Set down the full listing that follows, word for word.
# # # # # # #
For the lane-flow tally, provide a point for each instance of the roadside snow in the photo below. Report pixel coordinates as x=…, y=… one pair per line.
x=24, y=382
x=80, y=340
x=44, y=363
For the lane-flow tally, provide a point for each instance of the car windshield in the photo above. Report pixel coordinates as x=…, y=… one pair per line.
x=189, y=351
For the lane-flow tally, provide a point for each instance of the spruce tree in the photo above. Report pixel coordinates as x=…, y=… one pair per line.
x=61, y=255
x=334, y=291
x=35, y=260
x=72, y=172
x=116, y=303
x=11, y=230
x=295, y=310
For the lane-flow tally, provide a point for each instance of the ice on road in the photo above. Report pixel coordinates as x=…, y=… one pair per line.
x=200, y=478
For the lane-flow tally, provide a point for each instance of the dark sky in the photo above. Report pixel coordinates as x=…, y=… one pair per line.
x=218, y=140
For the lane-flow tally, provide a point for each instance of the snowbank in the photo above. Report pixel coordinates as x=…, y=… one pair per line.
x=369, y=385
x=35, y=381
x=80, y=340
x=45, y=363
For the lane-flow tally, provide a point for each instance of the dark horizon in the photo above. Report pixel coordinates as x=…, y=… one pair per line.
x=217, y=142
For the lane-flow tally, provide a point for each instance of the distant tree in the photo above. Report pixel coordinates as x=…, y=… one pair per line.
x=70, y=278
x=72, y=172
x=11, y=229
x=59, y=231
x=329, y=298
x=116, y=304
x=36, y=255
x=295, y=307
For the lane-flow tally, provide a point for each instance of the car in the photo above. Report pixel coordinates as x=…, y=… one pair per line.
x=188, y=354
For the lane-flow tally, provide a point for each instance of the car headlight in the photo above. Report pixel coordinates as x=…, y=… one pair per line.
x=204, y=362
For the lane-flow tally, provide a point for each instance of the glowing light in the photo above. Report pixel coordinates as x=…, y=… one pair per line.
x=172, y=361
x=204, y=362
# # # # # # #
■ Exercise answer
For the lane-flow tally, provide a point for each instance of the roadside snow in the photo below. Report pixel coordinates as x=…, y=… one pair per line.
x=24, y=382
x=80, y=340
x=44, y=363
For the lane-flow tally, provide a point for each instance of the car windshield in the photo above. Report pixel coordinates as x=…, y=… one pair per line.
x=189, y=351
For the lane-flow tally, provide a point for each instance of the spruce tree in the photo above. Report pixel coordinates as x=…, y=… one pair per line.
x=61, y=255
x=334, y=291
x=35, y=260
x=72, y=172
x=116, y=303
x=11, y=230
x=295, y=310
For the lane-flow tally, provide a point for each instance of the ice on road in the photo above. Report pixel coordinates as x=…, y=… one pair per line.
x=200, y=478
For the lane-flow tally, provide a point for each instance of the dark sky in the photo above. Report pixel coordinates as x=…, y=… one pair per line.
x=218, y=140
For the lane-flow tally, provide a point for each instance of the snowbank in the photo above. Report pixel coordinates as x=…, y=… one pair per line.
x=369, y=385
x=35, y=381
x=80, y=340
x=45, y=363
For the lane-flow tally, provide a point for each instance of the dark horizon in the photo above. Report pixel coordinates as x=…, y=… one pair per line.
x=217, y=142
For the lane-flow tally, provide a point for each instance of the distant tree in the photo above. Report pixel coordinates as x=…, y=… one pair per line.
x=70, y=278
x=72, y=172
x=11, y=229
x=59, y=231
x=329, y=298
x=116, y=304
x=36, y=255
x=295, y=307
For the lane-flow tally, provide a point for each instance of the car in the photo above. Report pixel coordinates as x=…, y=… one pair per line.
x=188, y=354
For the lane-flow tally, provide a point for each instance of the car headlight in the photo above. Report pixel coordinates as x=…, y=… one pair per line.
x=204, y=362
For the lane-flow tally, provide a point for each instance of the glowing light in the photo above. Report pixel coordinates as x=…, y=… one pair per line.
x=172, y=361
x=204, y=362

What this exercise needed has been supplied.